▼

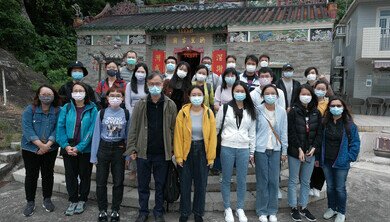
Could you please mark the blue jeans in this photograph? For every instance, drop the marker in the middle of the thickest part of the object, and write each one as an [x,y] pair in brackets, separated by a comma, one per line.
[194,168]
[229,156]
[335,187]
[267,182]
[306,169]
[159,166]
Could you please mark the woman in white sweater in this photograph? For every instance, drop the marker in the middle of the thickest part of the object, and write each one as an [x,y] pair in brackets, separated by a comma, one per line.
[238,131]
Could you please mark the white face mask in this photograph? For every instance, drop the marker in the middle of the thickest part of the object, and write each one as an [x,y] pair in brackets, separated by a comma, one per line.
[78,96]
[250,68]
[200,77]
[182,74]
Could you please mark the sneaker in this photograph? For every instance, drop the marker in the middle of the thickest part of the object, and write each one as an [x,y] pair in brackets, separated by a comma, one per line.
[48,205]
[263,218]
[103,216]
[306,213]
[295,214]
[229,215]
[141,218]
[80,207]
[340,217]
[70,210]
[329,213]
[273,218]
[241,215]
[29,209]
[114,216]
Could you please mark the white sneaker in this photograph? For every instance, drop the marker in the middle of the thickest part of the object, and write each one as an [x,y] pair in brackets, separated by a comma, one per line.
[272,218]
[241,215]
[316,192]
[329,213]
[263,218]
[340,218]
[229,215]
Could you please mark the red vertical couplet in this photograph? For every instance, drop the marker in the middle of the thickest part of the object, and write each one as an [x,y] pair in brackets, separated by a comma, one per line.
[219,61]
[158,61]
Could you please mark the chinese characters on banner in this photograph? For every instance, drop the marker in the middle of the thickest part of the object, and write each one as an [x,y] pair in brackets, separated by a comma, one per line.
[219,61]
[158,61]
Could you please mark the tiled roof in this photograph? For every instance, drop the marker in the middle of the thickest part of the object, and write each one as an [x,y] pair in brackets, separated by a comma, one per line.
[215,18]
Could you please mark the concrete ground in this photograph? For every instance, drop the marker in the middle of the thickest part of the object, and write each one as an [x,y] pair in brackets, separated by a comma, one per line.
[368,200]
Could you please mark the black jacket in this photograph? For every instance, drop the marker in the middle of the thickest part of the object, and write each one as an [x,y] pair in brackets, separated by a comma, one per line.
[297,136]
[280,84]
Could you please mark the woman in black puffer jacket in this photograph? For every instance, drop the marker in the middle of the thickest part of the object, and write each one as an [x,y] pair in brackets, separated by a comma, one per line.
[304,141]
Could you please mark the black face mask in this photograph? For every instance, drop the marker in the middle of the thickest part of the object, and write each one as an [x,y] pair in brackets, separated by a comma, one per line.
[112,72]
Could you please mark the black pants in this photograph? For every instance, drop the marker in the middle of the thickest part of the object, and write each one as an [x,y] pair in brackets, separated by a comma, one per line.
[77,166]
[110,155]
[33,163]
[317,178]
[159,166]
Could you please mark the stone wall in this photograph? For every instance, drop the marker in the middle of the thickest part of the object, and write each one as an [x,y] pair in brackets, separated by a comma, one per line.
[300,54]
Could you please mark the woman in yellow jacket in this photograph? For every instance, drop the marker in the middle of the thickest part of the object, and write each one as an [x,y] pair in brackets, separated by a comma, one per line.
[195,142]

▲

**任务说明:** 请从含有"Could you please mark the black face"的那一行开始，一直到数据的最后一行为止，逐行照抄这些行，起止两行均包括在内。

**输出结果:**
Could you please mark the black face mask in this photograph? For every instance, drop the marker in the middle of the thickest part of the object, and write each one as an [x,y] pair in brackets, separated by a comma, one per line.
[112,72]
Could you please mark the black pants in this photograph? For every instance, drop the marker in the middle of the thickest part of the object, and write each one as an [x,y] pair in brackets, separated by a comma, one per line.
[77,166]
[110,155]
[33,163]
[317,178]
[159,166]
Could you please mark the stone wall in this photograph? For every instance, drop the marker in the middle of the thickest part of the object, and write each one as an [x,y] pair in brackets, separated by a comma, one per line.
[300,54]
Could you please mark the woman in yellow jacket in this photograph? For every instance, drop the marker in the middle of the thickest part of the object, and write each one as an [x,y] pair in brackets, separated by a comma, one per line.
[195,142]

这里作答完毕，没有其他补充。